- [Task to carry out]
Print what the records say exactly, and omit the pictures.

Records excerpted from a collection
►

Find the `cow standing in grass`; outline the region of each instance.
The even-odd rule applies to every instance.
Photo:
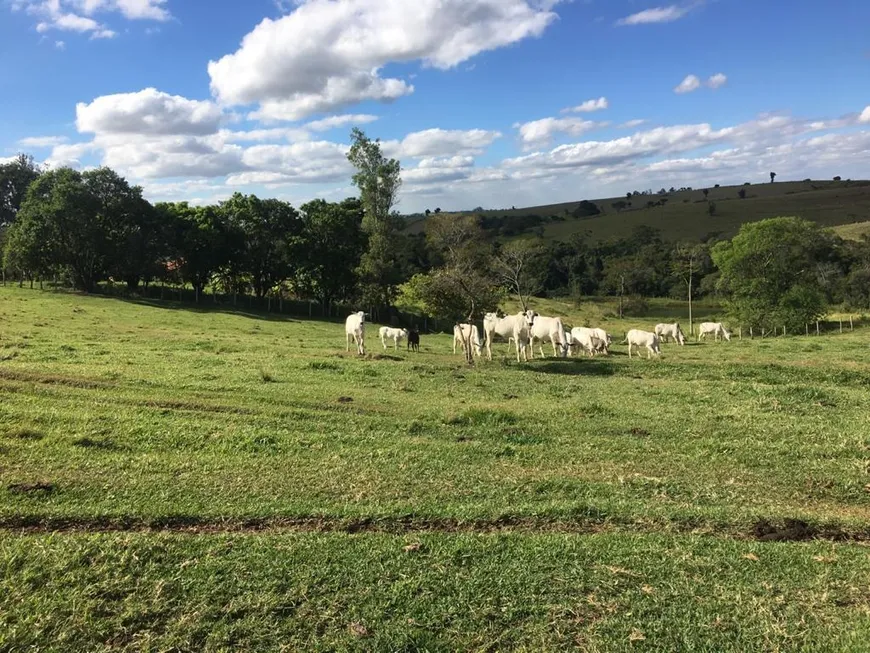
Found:
[[[544,343],[553,345],[553,356],[565,357],[568,354],[568,343],[565,338],[565,327],[558,317],[544,317],[534,314],[534,323],[529,330],[532,358],[535,357],[535,341],[539,342],[541,358],[544,358]]]
[[[407,329],[394,329],[392,327],[381,327],[378,331],[378,335],[381,337],[381,344],[384,346],[384,350],[387,349],[387,340],[393,341],[393,348],[398,349],[399,343],[402,340],[408,339],[408,330]]]
[[[523,360],[528,360],[529,328],[534,322],[531,312],[517,313],[499,317],[497,313],[487,313],[483,316],[483,335],[486,341],[486,356],[492,360],[492,339],[495,336],[506,338],[508,351],[510,343],[517,345],[517,362],[520,362],[520,354]]]
[[[686,344],[686,335],[680,328],[679,322],[674,322],[673,324],[656,324],[656,335],[659,337],[661,342],[667,342],[668,338],[670,338],[680,346]]]
[[[480,330],[476,324],[456,324],[453,326],[453,353],[456,345],[465,351],[466,346],[474,348],[474,355],[481,355]]]
[[[599,351],[607,351],[607,342],[598,337],[599,331],[600,329],[590,329],[588,327],[574,327],[571,329],[569,333],[565,334],[568,353],[571,353],[573,349],[579,349],[592,357]]]
[[[652,333],[651,331],[642,331],[640,329],[632,329],[628,333],[625,334],[625,340],[623,343],[628,343],[628,357],[631,358],[631,350],[634,347],[638,348],[638,354],[640,354],[640,348],[646,347],[646,357],[647,360],[655,356],[661,356],[662,350],[659,347],[659,337]]]
[[[411,329],[408,332],[408,349],[411,351],[420,351],[420,332],[417,329]]]
[[[713,339],[717,342],[720,338],[731,342],[731,333],[721,322],[702,322],[698,326],[698,342],[701,342],[701,338],[706,338],[711,333],[713,334]]]
[[[363,311],[351,313],[344,321],[344,334],[347,339],[347,351],[350,351],[350,342],[356,343],[357,353],[361,356],[366,353],[366,314]]]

◄

- [Your response]
Find the `cow standing in grass`; outline the region of each instance.
The even-odd rule applies to every instance.
Photo:
Found:
[[[544,343],[553,345],[553,356],[565,357],[568,354],[568,343],[565,338],[565,327],[558,317],[544,317],[534,314],[534,323],[529,330],[532,358],[535,357],[535,341],[539,342],[541,358],[544,358]]]
[[[407,329],[394,329],[392,327],[381,327],[378,331],[378,335],[381,337],[381,344],[384,346],[384,350],[387,349],[387,340],[393,341],[393,348],[398,349],[399,343],[402,340],[408,339],[408,330]]]
[[[523,360],[528,360],[529,328],[534,322],[531,312],[517,313],[499,317],[497,313],[487,313],[483,316],[483,335],[486,341],[486,356],[492,360],[492,339],[495,336],[506,338],[508,351],[510,343],[517,345],[517,362],[520,362],[520,354]]]
[[[686,344],[686,335],[680,328],[679,322],[674,322],[673,324],[656,324],[656,335],[659,337],[661,342],[667,342],[668,338],[670,338],[680,346]]]
[[[480,330],[476,324],[456,324],[453,326],[453,353],[456,345],[465,351],[466,346],[474,348],[474,355],[481,355]]]
[[[599,351],[607,351],[607,342],[598,337],[599,331],[600,329],[590,329],[588,327],[574,327],[571,329],[569,333],[565,334],[568,353],[571,353],[573,349],[579,349],[592,357]]]
[[[652,333],[651,331],[642,331],[640,329],[632,329],[628,333],[625,334],[625,340],[623,343],[628,343],[628,357],[631,358],[631,350],[634,347],[638,348],[638,354],[640,354],[640,348],[646,347],[646,357],[647,360],[655,356],[661,356],[662,350],[659,347],[659,337]]]
[[[411,329],[408,332],[408,349],[411,351],[420,351],[420,332],[417,329]]]
[[[713,339],[717,342],[720,338],[731,342],[731,333],[721,322],[702,322],[698,326],[698,342],[701,342],[701,338],[706,338],[711,333],[713,334]]]
[[[363,311],[351,313],[344,321],[344,334],[347,339],[347,351],[350,351],[350,342],[356,343],[357,353],[361,356],[366,353],[366,314]]]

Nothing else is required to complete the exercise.